◆ WHAT YOU SHOULD DO ◆
Nothing but the lines from the one containing "Expected: one point per instance of the bell" to the end of the records below should be output, each exactly as written.

◆ ENTRIES SHOWN ◆
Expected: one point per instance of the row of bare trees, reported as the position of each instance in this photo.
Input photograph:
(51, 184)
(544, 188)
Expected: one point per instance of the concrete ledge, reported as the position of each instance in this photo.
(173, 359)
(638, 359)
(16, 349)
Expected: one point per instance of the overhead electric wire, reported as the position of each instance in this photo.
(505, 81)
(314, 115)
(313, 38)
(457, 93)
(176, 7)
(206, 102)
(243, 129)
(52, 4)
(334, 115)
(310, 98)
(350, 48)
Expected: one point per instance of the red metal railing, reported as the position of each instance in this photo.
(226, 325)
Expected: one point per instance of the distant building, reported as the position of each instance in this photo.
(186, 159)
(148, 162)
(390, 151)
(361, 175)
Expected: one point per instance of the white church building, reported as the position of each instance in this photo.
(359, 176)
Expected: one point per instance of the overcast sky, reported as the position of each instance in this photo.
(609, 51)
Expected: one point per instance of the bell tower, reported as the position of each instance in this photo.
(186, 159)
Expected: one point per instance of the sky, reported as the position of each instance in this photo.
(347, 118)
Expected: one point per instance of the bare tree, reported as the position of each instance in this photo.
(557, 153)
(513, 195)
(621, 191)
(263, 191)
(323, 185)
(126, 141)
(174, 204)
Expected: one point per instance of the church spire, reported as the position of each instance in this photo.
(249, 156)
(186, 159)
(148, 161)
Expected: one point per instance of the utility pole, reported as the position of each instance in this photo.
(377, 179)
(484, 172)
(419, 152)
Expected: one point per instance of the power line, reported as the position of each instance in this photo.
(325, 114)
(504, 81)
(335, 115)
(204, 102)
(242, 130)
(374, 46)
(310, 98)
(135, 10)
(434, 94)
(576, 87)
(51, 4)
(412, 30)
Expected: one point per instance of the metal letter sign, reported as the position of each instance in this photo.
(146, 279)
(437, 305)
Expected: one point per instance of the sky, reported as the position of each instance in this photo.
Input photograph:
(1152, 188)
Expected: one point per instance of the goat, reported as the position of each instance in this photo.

◆ ANSWER TO THE EXERCISE ◆
Expected: one point per instance of the bell tower, reported as the position of each instance in this photo.
(186, 159)
Expected: one point per instance of the sky, reported as the position of each instance in this photo.
(347, 118)
Expected: one point per instance of the bare tree, reported as the position of each instance in this photo.
(557, 153)
(513, 195)
(621, 191)
(263, 191)
(323, 185)
(126, 141)
(174, 204)
Expected: one point per instance of the church spire, reported as the position of each instance in this photo.
(249, 156)
(186, 159)
(148, 161)
Expected: one point per instance of the utility pole, reported as the position of each instance in this photo.
(377, 179)
(484, 172)
(419, 152)
Expected: one point per instance of the power line, reported as the position of each instance in this photo.
(325, 114)
(504, 81)
(335, 115)
(204, 102)
(242, 130)
(374, 46)
(310, 98)
(135, 10)
(434, 94)
(576, 87)
(51, 4)
(412, 30)
Expected: one point per instance of the metal letter sign, reported as the position of each instance in this photo.
(146, 279)
(437, 305)
Expected: one point per instance of the sky, reported as the position of each instance in this photo.
Input photograph:
(1152, 188)
Expected: one point per instance of the goat, reported as the position of each instance in this photo.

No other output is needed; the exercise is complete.